╭─ Exercise inputs

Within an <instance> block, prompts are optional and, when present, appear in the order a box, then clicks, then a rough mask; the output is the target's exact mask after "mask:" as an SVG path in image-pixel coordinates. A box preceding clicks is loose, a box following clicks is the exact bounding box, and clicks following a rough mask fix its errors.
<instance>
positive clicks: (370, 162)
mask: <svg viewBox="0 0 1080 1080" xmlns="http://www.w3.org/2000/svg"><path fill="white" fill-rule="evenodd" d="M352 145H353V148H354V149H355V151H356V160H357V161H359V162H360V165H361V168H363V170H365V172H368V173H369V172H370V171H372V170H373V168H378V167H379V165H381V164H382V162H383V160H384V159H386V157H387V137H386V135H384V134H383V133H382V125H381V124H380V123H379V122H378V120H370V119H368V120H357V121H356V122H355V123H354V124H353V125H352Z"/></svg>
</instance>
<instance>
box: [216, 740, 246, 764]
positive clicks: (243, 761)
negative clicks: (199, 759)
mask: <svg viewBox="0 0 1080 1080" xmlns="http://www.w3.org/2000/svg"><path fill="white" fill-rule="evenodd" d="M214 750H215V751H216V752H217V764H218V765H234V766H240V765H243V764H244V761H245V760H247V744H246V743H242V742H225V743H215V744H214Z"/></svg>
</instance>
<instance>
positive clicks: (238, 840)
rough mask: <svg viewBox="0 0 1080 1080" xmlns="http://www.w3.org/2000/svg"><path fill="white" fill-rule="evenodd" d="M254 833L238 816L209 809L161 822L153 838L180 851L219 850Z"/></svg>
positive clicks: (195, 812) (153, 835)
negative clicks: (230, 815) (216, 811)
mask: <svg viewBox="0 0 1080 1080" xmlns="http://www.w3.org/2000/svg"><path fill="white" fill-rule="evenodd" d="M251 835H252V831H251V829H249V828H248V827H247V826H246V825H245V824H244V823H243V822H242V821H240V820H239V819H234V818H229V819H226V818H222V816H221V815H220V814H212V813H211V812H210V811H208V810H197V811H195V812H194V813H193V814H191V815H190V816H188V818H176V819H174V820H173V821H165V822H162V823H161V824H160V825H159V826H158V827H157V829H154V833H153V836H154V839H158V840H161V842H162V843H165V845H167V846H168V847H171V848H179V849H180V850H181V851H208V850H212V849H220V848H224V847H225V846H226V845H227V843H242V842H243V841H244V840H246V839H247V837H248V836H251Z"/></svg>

╰─

Using the data above, reproduce exactly the lines from the line that contains "rough mask: <svg" through the line that contains "positive clicks: (195, 812) (153, 835)", including both.

_Written solution_
rough mask: <svg viewBox="0 0 1080 1080" xmlns="http://www.w3.org/2000/svg"><path fill="white" fill-rule="evenodd" d="M254 833L238 816L209 809L161 822L153 838L180 851L219 850Z"/></svg>
positive clicks: (195, 812) (153, 835)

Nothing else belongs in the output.